_ЗАДАНИЯ_:
[a] Переведите на английский язык предложение из дневникового фрагмента: «А стихотворение и впрямь плохое».
[b] Перепишите часть дневникового фрагмента, начиная со слов «Спросить Нику.» и продолжая до слов «и впрямь плохое.», заменив «Нику» на «Толю».

_ФРАГМЕНТ ИСТОЧНИКА_:
Знаешь ли, как счастливо
Слово «до свиданья».
* * *
Август, 67, Голицыно
Я живу в комнате, где когда-то жила Анна Андреевна, где я была у нее, где она писала «Тайны ремесла». Тогда здесь стоял торшер под большим белым абажуром и комната, по-моему, была больше, — видимо, стену передвинули — надо спросить у С<ерафимы> И<вановны>.
…N. работает под А. А. невыносимо. Я боялась признаться в этом даже себе и была поражена, когда заговорил об этом Толя, и слово в слово все, что я думаю.
Кому посвящено ахматовское «Явление луны»?
Александру Кочеткову?
Спросить Нику.
Анна Андреевна ненавидела свое стихотворение «В детской» («Мурка, не ходи…») и однако санкционировала его печатанье. А говорила о стих<отворении> с содроганием: «Опять будут печатать это отвратительное „Мурка, не ходи“, а что я хочу — не печатают» (это при издании «лягушки[12]» были у нас такие разговоры).
А стихотворение и впрямь плохое.

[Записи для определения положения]
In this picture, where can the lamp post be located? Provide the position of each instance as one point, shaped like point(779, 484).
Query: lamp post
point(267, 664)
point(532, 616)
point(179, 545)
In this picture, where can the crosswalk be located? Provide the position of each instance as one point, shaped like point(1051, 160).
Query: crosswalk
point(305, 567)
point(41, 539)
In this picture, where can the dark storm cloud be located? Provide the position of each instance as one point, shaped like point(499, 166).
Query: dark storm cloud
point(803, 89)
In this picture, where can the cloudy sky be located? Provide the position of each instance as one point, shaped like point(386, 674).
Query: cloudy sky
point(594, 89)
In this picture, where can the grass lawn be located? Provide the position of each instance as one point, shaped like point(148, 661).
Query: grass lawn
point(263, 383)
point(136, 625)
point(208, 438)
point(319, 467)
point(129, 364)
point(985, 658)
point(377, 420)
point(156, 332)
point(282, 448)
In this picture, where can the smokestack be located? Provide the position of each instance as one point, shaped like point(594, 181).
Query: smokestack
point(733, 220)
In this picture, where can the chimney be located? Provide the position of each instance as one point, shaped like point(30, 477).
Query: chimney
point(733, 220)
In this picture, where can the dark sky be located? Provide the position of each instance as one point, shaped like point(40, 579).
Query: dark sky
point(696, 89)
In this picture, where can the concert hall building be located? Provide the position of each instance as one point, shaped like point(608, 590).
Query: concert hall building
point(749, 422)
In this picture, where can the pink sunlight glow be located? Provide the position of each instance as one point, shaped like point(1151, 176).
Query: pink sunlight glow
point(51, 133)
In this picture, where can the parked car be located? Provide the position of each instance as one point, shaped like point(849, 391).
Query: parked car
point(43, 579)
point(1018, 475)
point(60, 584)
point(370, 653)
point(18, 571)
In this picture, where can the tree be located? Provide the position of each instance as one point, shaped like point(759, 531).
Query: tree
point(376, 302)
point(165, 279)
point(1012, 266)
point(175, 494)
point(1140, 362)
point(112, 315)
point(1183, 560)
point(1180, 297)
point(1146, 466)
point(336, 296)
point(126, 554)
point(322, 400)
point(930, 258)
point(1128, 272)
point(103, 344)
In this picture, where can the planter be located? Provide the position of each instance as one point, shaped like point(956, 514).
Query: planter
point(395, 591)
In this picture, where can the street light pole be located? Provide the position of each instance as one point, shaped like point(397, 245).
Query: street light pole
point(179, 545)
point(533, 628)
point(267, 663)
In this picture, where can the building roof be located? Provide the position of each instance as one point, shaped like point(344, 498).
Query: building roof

_РЕШЕНИЯ_:
[a] And the poem really is bad.

[b]
Спросить Толю.
Анна Андреевна ненавидела свое стихотворение «В детской» («Мурка, не ходи…») и однако санкционировала его печатанье. А говорила о стих<отворении> с содроганием: «Опять будут печатать это отвратительное „Мурка, не ходи“, а что я хочу — не печатают» (это при издании «лягушки[12]» были у нас такие разговоры).
А стихотворение и впрямь плохое.